Cross-jurisdictional scale without mass

The interim report explains the ways by which digitalisation has allowed businesses to locate various stages of production processes across different countries, whilst at the same time accessing a greater number of customers around the globe. It states that digitalisation allows highly digitalised businesses to be heavily involved in the “economic life” of a country without any “significant presence” in that country.

Reliance on intangible assets, including I.P.

According to the interim report, digitalised enterprises are characterised by the growing importance of investment in intangibles, especially I.P. assets, which could either be
owned by the business or leased from a third party. For many digitalised enterprises, the intense use of I.P. assets, such as software and algorithms supporting their platforms, websites, and many other crucial functions, are central to their business models.

Data, user participation, and their synergies with I.P.

According to the report, data, user participation, network effects, and the provision of user-generated content are commonly observed in the business models of more highly digitalised businesses. The benefits from data analysis are also likely to increase with the amount of collected information linked to a specific user or customer. The important role that user participation can play is seen in the case of social networks, where without data, network effects, and user-generated content, the businesses would not exist as we know them today. In addition, the degree of user participation can be broadly divided into two categories: active and passive. However, the degree of user participation does not necessarily correlate with the degree of digitalisation. For example, cloud computing can be considered as a more highly digitalised business that involves only limited user participation.

Whilst participating O.E.C.D. members agree on the characteristics of digitised business models and have established a programme to continue examining the issue, no consensus exists regarding the location of the value creation or the identity of the value creator. In the absence of consensus, many countries, including the U.K., are pressing ahead with interim taxing methods. The U.K. government believes that the way in which highly digitised businesses derive value from user participation is the fundamental challenge to the historic model of cross-border business taxation. As a result, it introduced the diverted profit tax in 2015 and proposes to introduce additional taxes on digital sales to U.K. customers.

B.E.P.S. Action 5

B.E.P.S. Action 5 looked at harmful tax practices and, in particular, rules relating to the taxation of intangibles. Many countries, including the U.K., already offered regimes for taxing profits of a corporation arising from patent income at a lower rate. The U.K. patent box regime, for example, taxed profits from qualifying patents structured as royalties or embedded within sales income at a reduced rate of 10% (less than 53% of the current rate of U.K. corporation tax of 19%).

------------------------------

Task list
1: According to the text above on taxing digitalized businesses, in what year did the U.K. introduce the diverted profit tax?
2: Carry on the text on taxing digitalized businesses from its last sentence.

Supplied material
------------------------------

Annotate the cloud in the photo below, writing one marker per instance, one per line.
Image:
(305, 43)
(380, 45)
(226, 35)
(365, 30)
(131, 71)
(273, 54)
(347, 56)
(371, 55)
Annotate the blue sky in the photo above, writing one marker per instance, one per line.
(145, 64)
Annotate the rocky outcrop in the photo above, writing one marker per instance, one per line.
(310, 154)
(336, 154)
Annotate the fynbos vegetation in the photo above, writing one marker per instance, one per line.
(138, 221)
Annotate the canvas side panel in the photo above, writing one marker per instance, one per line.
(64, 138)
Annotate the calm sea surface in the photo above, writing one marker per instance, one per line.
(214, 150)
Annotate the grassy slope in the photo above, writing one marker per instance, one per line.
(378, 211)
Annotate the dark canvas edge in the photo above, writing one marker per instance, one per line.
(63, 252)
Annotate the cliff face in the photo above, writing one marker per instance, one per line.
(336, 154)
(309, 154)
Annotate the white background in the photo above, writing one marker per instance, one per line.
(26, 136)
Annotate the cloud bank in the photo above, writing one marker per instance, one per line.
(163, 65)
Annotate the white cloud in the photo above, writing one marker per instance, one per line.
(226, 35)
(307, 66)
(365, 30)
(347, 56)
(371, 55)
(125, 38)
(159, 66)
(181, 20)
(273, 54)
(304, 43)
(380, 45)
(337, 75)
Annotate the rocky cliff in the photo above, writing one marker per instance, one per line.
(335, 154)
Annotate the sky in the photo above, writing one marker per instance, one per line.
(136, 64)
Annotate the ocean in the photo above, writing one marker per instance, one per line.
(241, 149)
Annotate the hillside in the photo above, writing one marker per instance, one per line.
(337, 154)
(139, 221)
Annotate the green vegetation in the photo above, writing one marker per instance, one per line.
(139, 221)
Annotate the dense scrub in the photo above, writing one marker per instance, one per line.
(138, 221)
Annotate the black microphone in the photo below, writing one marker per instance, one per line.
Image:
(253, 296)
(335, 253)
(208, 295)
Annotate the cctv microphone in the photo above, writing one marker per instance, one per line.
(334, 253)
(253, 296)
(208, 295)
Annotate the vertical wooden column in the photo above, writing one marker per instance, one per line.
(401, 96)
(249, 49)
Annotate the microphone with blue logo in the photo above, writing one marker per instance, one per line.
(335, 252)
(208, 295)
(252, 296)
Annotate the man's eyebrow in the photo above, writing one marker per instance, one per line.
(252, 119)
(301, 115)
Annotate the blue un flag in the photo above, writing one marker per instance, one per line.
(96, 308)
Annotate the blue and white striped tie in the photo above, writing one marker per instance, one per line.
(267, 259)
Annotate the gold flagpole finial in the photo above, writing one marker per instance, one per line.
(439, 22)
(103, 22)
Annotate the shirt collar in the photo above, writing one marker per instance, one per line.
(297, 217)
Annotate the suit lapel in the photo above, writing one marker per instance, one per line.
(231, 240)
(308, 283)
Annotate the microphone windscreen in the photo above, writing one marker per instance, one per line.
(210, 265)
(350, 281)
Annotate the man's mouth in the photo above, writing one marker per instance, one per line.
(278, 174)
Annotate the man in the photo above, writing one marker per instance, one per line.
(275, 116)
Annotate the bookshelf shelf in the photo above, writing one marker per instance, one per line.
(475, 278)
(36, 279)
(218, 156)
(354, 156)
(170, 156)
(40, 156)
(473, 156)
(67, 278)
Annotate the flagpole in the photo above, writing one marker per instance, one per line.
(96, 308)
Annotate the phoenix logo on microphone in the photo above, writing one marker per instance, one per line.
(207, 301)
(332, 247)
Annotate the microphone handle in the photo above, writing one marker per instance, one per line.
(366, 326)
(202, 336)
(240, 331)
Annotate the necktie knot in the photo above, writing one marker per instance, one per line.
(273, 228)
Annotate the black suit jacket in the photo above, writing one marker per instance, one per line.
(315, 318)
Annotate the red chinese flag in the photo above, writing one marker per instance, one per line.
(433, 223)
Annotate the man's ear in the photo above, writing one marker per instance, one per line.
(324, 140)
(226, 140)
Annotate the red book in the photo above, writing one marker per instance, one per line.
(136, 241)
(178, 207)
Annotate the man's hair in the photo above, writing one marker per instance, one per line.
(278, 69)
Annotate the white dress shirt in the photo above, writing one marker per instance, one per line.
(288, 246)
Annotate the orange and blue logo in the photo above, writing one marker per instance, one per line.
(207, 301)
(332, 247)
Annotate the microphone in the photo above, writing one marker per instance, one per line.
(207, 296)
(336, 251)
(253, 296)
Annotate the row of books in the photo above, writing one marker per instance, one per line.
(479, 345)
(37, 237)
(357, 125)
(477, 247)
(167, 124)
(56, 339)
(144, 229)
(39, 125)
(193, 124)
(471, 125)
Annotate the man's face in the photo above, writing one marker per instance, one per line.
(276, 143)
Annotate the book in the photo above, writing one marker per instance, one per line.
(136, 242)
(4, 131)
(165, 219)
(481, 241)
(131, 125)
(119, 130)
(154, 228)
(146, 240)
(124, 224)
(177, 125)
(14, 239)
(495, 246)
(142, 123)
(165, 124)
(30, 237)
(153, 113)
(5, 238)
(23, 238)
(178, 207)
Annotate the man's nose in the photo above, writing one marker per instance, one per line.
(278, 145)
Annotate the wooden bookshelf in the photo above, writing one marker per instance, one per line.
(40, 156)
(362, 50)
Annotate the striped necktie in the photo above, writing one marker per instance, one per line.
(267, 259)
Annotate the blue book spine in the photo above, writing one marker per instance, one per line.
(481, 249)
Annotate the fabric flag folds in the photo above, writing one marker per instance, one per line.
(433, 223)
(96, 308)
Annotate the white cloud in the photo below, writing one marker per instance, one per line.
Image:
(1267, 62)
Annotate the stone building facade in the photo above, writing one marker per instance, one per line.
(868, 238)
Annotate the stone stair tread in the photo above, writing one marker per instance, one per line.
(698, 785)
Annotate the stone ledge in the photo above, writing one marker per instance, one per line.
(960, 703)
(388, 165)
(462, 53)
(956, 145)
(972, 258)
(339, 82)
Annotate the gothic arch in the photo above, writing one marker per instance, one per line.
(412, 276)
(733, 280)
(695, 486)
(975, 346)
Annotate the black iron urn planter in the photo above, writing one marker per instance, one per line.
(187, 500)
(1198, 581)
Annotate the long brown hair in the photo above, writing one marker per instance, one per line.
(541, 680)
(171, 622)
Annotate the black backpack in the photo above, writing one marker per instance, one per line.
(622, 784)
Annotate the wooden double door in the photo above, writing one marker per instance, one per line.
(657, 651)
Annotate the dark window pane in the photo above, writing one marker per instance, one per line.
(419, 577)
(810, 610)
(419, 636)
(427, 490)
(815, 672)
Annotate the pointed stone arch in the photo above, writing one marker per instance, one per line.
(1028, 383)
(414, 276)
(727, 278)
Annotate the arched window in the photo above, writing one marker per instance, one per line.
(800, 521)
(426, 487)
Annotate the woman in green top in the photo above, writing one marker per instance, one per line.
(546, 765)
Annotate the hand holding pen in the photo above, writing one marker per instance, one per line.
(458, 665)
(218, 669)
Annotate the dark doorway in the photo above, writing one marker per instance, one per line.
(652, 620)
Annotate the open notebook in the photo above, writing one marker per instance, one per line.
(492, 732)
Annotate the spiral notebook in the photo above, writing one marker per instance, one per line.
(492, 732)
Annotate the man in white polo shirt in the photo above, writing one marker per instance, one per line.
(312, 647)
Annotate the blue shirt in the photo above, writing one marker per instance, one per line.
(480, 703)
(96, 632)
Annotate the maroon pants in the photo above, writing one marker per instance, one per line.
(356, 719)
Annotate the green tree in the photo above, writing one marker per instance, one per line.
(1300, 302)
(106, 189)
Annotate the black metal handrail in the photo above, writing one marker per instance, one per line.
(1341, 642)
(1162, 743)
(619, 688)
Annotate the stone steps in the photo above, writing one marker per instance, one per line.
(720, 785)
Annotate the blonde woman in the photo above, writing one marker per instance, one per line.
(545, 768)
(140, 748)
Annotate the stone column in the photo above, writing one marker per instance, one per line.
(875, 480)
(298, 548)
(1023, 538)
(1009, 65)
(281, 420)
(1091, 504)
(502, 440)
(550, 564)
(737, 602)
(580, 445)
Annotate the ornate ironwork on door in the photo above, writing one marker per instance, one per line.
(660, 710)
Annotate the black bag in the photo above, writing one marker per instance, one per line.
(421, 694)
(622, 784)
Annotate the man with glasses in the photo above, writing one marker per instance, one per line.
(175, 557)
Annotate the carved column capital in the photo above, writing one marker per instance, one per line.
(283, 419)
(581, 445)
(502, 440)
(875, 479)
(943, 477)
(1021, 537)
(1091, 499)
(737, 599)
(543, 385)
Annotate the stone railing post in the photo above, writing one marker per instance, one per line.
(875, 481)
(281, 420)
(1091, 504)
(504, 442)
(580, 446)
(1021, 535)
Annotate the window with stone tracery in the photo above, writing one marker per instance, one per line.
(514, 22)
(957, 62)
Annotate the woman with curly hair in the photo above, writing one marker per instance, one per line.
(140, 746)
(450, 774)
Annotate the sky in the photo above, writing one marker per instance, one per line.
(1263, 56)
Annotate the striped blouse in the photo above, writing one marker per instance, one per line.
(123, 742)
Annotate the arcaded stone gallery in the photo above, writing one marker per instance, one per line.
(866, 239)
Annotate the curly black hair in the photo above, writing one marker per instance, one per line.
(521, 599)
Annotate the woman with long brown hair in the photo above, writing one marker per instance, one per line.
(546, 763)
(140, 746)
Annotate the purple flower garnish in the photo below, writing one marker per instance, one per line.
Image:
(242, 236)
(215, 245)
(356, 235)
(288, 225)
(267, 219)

------------------------------

Results for each task
1: 2015

2:
Action 5 recommended close alignment between these regimes and underlying research and development (R&D) activity. In line with the recommendation, the U.K. introduced changes to its patent box regime in 2016. Qualifying income from patents remains taxed at the 105% rate but, in line with Action 5, the U.K. adopted the “modified nexus” rule, which requires tracking of R&D activity and differentiating between R&D activity carried out by the company claiming the relief and R&D which has been outsourced.

B.E.P.S. Action 7

Regarding P.E.s (Action 7), the U.K. announced that it will conform its P.E. rules to the O.E.C.D. recommendations.

In the meantime, several jurisdictions have sought to introduce local, short-term solutions to the issue of overseas media and tech businesses selling services within the particular jurisdiction and often paying little tax because of the absence of a P.E., notwithstanding substantial sales to thousands of customers. Both the E.U. and the U.K. are looking to introduce a form of digital sales tax, based in part around the interaction of the website and users in the country where “sales” occur.

U.K. Diverted Profits Tax (D.P.T.)

The U.K. introduced the D.P.T. (known colloquially as the Google tax) on 1 April 2015 by way of Finance Act 2015. The D.P.T. is intended to apply to two broad situations:

  • The first situation involves a foreign company that structures its arrangements to avoid creating a U.K. P.E. Several thresholds must exist before the D.P.T. applies. One is that the foreign company must generate more than £10 million annually in U.K.-related sales revenues from the supply of goods, services, or other property. A second is that the foreign company must incur more than £1 million in U.K.-related expenses.
  • The second situation involve entities or transactions involving affiliated parties that lack economic substance. Here the transaction must involve either a U.K.-resident company or a U.K. P.E. of a foreign company that is part of an arrangement designed to exploit tax mismatches.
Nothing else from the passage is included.